_Brief_:
Give back, unchanged, the stretch of the entries below from the line containing "the green cord" through the final line of the entries.

Coordinate annotation entries:
---+---

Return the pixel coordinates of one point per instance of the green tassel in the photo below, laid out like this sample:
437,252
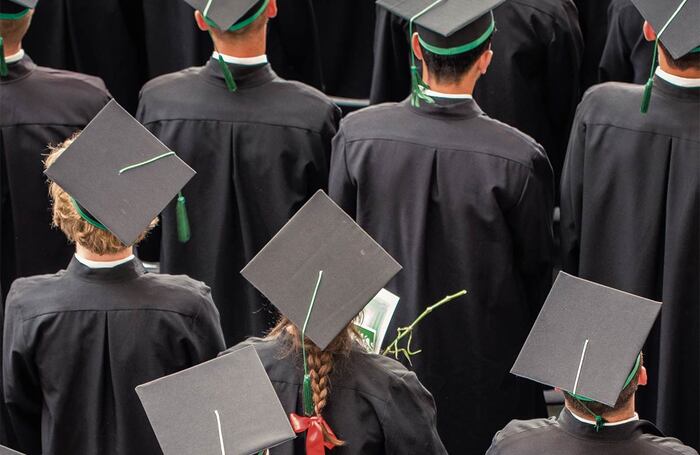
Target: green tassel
230,83
646,98
3,63
183,222
308,396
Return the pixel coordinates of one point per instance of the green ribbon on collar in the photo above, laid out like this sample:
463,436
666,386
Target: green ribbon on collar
306,387
648,87
463,48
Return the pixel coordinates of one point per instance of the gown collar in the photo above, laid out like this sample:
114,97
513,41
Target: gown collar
123,272
675,91
447,108
623,432
246,76
18,69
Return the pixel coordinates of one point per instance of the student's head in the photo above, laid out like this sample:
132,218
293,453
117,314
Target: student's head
320,362
689,63
76,228
254,32
13,31
447,68
624,404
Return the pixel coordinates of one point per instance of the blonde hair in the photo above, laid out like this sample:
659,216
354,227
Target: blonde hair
65,216
320,362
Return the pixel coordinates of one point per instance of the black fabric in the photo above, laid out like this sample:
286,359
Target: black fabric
627,56
567,435
639,174
375,404
462,202
128,43
77,343
260,153
48,107
532,83
593,17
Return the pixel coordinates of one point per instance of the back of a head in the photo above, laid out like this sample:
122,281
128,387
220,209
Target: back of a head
67,217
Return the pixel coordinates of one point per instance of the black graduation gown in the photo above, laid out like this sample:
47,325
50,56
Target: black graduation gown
40,106
627,56
567,435
259,152
630,219
77,343
532,83
462,202
375,405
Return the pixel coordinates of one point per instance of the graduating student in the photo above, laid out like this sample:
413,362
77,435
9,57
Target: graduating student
533,81
627,53
587,342
631,210
260,144
464,202
77,342
39,106
320,271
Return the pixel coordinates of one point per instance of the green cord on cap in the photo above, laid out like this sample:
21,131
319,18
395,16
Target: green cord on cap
3,63
306,387
418,85
648,87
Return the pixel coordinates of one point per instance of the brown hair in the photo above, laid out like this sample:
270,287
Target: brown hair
67,219
602,409
320,362
13,30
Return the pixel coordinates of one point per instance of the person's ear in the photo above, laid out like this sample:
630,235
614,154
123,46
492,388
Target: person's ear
271,9
649,33
201,23
643,378
482,64
415,45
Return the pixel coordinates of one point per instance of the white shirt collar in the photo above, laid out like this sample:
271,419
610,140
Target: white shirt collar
686,82
258,60
455,96
611,424
16,57
102,264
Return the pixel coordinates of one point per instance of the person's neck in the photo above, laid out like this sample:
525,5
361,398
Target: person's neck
690,73
249,46
90,256
10,49
618,415
464,86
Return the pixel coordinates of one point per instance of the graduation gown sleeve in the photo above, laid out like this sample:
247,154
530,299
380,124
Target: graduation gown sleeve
414,434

---+---

_Exercise answer_:
Return the pixel coordinates of one point per instance of the green cord on cap in the photo above, laid out like this sample:
21,131
319,18
395,16
Target: green cord on cap
3,63
306,387
418,85
648,87
Return the pixel coordinates of one point per instance of the brown hair in the photo above, laid out like this sample:
270,287
Target: brown hair
67,219
602,409
320,362
13,30
Return the pixel coordinates of one point per instance of the person's ear in the photo above, laid out like this sample:
630,235
614,154
123,46
492,388
Target: person's ear
271,9
649,33
201,23
643,378
482,64
415,45
Return the pixel coordinates of one point per instance of the white shirt collar in the photo above, laid out like this sample:
271,419
610,140
Target: white shirt collar
686,82
258,60
455,96
611,424
16,57
102,264
Return the pixel coordinates of one point per instance of the person's neck in the photo above, laid out like this sample:
525,5
361,398
Target: person's neck
690,73
249,46
90,256
10,49
618,415
464,86
Return the pixel coordinates of one point per instance of the graduation gown sleeve in the photo above, laid out like this sample:
247,154
530,299
380,124
Target: graduation gown sleeve
414,434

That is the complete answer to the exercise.